### Objective 1
From the forum thread on the Daphnis and Chloe demo, list the usernames of everyone who posted on Dec 14, 2018.
### Objective 2
In the forum thread on the Daphnis and Chloe demo, write out word for word the part that opens with the words containing "Really terrific work" and closes with "SergeD (Dec 14, 2018)".
### Objective 3
Extend the forum thread on the Daphnis and Chloe demo from the point where it stops.

# VSL Demo - Ravel - Daphnis and Chloe



## JBacal (Dec 12, 2018)

Ravel is one of the gods of orchestration. And this piece was quite a challenge to mock up. I hope a few of you enjoy the results.

Best wishes,
Jay


----------



## Eliot (Dec 12, 2018)

Sounds hard enough just getting the notes into a DAW, let alone shaping them. Incredible job. Very satisfying 'performance'.


----------



## Ned Bouhalassa (Dec 13, 2018)

BRAVO!!!

A terrific version, full of skill, hard-work and passion. I love the percussion mix in particular, very meaty!


----------



## Land of Missing Parts (Dec 13, 2018)

Damn that's good.


----------



## synergy543 (Dec 13, 2018)

Really terrific work Jay, a very balanced mix and wonderfully colorful orchestration. I'll bet you learned a tremendous amount doing this project.


----------



## SergeD (Dec 14, 2018)

Very dynamic and alive.


----------



## NoamL (Dec 14, 2018)

Really impressive musicality, especially the dynamics, and the fast repetitions.

Always thought it was strange how music history classes & books typically devote just a chapter to the French Impressionists. They were all, each geniuses, and so influential on what orchestras do today.


----------



## Rob (Dec 14, 2018)

wonderful, Jay... one of my favorite compositions and you managed to make it come alive.


----------



## Eloy (Dec 14, 2018)

Wow that is simply gorgeous. Thank you for sharing your talent.


----------



## Paul T McGraw (Dec 15, 2018)

Great work @JBacal as is always the case with your work. The midi-performance is fabulous and the mix is perfect. The woodwind work is especially good. Brass and strings are also good, but the woodwinds just really shine in this. 

I am assuming you stayed with all VSL. Which strings library?


----------



## Ned Bouhalassa (Dec 15, 2018)

NoamL said:


> Really impressive musicality, especially the dynamics, and the fast repetitions.

### Listed entries

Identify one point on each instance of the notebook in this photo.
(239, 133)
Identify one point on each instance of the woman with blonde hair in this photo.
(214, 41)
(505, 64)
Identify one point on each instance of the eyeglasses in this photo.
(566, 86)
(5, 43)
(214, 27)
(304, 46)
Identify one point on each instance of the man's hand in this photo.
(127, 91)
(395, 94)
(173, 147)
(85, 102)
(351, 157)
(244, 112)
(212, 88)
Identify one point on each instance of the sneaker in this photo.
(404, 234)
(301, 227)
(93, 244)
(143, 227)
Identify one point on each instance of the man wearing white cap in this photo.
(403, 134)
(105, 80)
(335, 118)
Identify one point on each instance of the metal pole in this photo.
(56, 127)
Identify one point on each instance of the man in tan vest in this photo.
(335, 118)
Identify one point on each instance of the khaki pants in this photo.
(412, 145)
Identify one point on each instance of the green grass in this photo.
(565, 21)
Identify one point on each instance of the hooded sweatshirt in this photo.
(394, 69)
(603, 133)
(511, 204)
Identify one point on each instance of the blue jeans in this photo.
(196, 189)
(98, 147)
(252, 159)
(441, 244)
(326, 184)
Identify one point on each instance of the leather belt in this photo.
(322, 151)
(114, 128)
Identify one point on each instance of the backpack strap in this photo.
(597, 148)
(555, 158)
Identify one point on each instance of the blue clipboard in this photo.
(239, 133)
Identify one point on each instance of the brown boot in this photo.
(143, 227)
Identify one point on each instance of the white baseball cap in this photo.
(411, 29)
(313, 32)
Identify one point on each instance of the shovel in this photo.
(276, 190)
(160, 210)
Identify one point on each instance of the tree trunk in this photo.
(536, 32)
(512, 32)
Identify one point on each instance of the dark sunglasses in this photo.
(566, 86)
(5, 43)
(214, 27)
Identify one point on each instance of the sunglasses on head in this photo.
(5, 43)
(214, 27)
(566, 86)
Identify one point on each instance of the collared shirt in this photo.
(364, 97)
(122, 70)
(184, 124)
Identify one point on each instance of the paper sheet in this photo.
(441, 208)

### Exercise answer 1
SergeD, NoamL, Rob, Eloy

### Exercise answer 2
Really terrific work Jay, a very balanced mix and wonderfully colorful orchestration. I'll bet you learned a tremendous amount doing this project.


----------



## SergeD (Dec 14, 2018)

### Exercise answer 3
> 
> Always thought it was strange how music history classes & books typically devote just a chapter to the French Impressionists. They were all, each geniuses, and so influential on what orchestras do today.


And on film music as well, like Debussy’s influence on Herrmann, for eg.


----------



## JBacal (Dec 16, 2018)

Thanks to everyone who took the time to listen. And an extra big thanks to everyone who posted words of encouragement. Definitely lifted my spirits and boosted my motivation.

The libraries used were:

VSL Woodwinds
VSL Dimension Brass, Solo Tuba
VSL Choir
VSL Synchron Percussion 1
VSL Harps
VSL Synchronized Appassionata Strings, Synchronized Chamber Strings, Solo Strings

Best wishes and happy and healthy holidays,
Jay


----------



## rudi (Dec 19, 2018)

Ravel is a genius at orchestration. 
Your rendition is beautiful captures the spirit of the piece.
The dynamics are really well balanced, and the runs are excellent and perfectly judged. 
I also like the ambience levels. 
It must have been such a sense of achievement to complete!
Thank you for sharing,
Rudi


----------



## lux (Dec 19, 2018)

Fantastic work Jay! Expecially loved the dynamics


----------



## Przemek K. (Dec 19, 2018)

Fantastic work  extremely expressive.


----------



## JBacal (Dec 29, 2018)

Stephen Malinowski is a talented musician and computer whiz with a YouTube channel devoted to innovative ways of visualizing music. He just did a visualization of my Ravel performance. Perhaps a few of you will find it interesting.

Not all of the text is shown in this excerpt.